_Required work:_ Rewrite every line of the entries below as a Markdown table with the columns "Row" and "Text," numbering each row and skipping blank lines.

════════════════════

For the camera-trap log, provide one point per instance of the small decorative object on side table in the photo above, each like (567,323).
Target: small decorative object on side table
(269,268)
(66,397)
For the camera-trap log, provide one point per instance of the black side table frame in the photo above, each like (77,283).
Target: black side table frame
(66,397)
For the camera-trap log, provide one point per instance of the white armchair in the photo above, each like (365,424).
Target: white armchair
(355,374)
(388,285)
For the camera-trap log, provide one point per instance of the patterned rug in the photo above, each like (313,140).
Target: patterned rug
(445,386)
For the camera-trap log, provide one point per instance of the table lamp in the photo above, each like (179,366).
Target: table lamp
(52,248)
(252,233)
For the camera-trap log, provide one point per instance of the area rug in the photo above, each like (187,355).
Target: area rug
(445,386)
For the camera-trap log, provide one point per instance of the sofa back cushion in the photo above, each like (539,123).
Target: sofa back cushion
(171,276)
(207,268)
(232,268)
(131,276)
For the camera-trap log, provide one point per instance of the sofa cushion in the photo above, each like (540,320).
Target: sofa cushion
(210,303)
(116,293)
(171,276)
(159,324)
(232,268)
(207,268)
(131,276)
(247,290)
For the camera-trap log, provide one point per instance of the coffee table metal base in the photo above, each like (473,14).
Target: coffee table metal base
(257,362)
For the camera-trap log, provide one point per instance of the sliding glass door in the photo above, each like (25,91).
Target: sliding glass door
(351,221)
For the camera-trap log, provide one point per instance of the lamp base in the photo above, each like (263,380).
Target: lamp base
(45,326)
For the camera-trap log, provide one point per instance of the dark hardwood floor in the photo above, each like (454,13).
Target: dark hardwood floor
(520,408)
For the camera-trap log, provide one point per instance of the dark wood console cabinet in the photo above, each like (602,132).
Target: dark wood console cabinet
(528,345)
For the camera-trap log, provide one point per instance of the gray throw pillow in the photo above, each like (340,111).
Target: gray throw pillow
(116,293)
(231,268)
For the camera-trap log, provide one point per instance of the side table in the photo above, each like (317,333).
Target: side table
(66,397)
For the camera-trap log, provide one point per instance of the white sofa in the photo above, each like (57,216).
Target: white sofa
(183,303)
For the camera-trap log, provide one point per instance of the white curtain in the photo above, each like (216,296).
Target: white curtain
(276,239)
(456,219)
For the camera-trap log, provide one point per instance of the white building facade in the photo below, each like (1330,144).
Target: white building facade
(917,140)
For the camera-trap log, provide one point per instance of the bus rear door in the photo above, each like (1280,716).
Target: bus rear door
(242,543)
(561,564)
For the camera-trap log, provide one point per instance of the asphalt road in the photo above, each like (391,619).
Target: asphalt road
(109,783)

════════════════════

_Completed exercise:_
| Row | Text |
|---|---|
| 1 | For the camera-trap log, provide one point per instance of the small decorative object on side table in the photo above, each like (567,323). |
| 2 | Target: small decorative object on side table |
| 3 | (269,268) |
| 4 | (66,397) |
| 5 | For the camera-trap log, provide one point per instance of the black side table frame in the photo above, each like (77,283). |
| 6 | Target: black side table frame |
| 7 | (66,397) |
| 8 | For the camera-trap log, provide one point per instance of the white armchair in the photo above, each like (365,424). |
| 9 | Target: white armchair |
| 10 | (355,374) |
| 11 | (388,285) |
| 12 | For the camera-trap log, provide one point per instance of the patterned rug in the photo above, each like (313,140). |
| 13 | Target: patterned rug |
| 14 | (445,386) |
| 15 | For the camera-trap log, provide one point per instance of the table lamp in the photo above, each like (179,366). |
| 16 | Target: table lamp |
| 17 | (52,248) |
| 18 | (252,233) |
| 19 | For the camera-trap log, provide one point per instance of the area rug in the photo above, each like (187,355). |
| 20 | Target: area rug |
| 21 | (445,386) |
| 22 | For the camera-trap log, provide one point per instance of the sofa back cushion in the photo above, each like (539,123). |
| 23 | Target: sofa back cushion |
| 24 | (171,276) |
| 25 | (207,268) |
| 26 | (232,268) |
| 27 | (131,276) |
| 28 | For the camera-trap log, provide one point per instance of the sofa cushion in the photo above, each like (540,320). |
| 29 | Target: sofa cushion |
| 30 | (210,303) |
| 31 | (116,293) |
| 32 | (171,276) |
| 33 | (159,324) |
| 34 | (232,268) |
| 35 | (207,268) |
| 36 | (131,276) |
| 37 | (247,290) |
| 38 | For the camera-trap log, provide one point per instance of the coffee table metal base in the photo above, each like (473,14). |
| 39 | Target: coffee table metal base |
| 40 | (257,362) |
| 41 | For the camera-trap log, provide one point per instance of the sliding glass door in the photo above, each like (25,91). |
| 42 | Target: sliding glass door |
| 43 | (351,221) |
| 44 | For the camera-trap log, provide one point per instance of the lamp base in the photo above, each like (263,380). |
| 45 | Target: lamp base |
| 46 | (45,326) |
| 47 | For the camera-trap log, provide one point per instance of the dark hardwood floor in the photo above, each like (454,13). |
| 48 | Target: dark hardwood floor |
| 49 | (520,408) |
| 50 | For the camera-trap log, provide one point per instance of the dark wood console cabinet in the photo above, each like (602,132). |
| 51 | Target: dark wood console cabinet |
| 52 | (528,345) |
| 53 | For the camera-trap log, provide one point per instance of the gray throw pillow in the photo above, each like (340,111). |
| 54 | Target: gray throw pillow |
| 55 | (116,293) |
| 56 | (231,268) |
| 57 | For the camera-trap log, provide one point per instance of the side table in the photo above, each like (317,333). |
| 58 | Target: side table |
| 59 | (66,397) |
| 60 | For the camera-trap log, provide one point per instance of the white sofa in the photo above, each like (57,216). |
| 61 | Target: white sofa |
| 62 | (183,303) |
| 63 | For the camera-trap log, provide one point per instance of the white curtain in the photo above, each like (216,296). |
| 64 | Target: white curtain |
| 65 | (276,239) |
| 66 | (456,219) |
| 67 | For the camera-trap log, provide one point per instance of the white building facade in the photo below, each like (1330,144). |
| 68 | Target: white building facade |
| 69 | (917,140) |
| 70 | For the camera-trap log, provide one point per instance of the bus rear door in the photo above, each like (1280,716). |
| 71 | Target: bus rear door |
| 72 | (242,543) |
| 73 | (561,564) |
| 74 | For the camera-trap log, provide one point per instance of the asphalt road in the photo above, each like (391,619). |
| 75 | Target: asphalt road |
| 76 | (109,783) |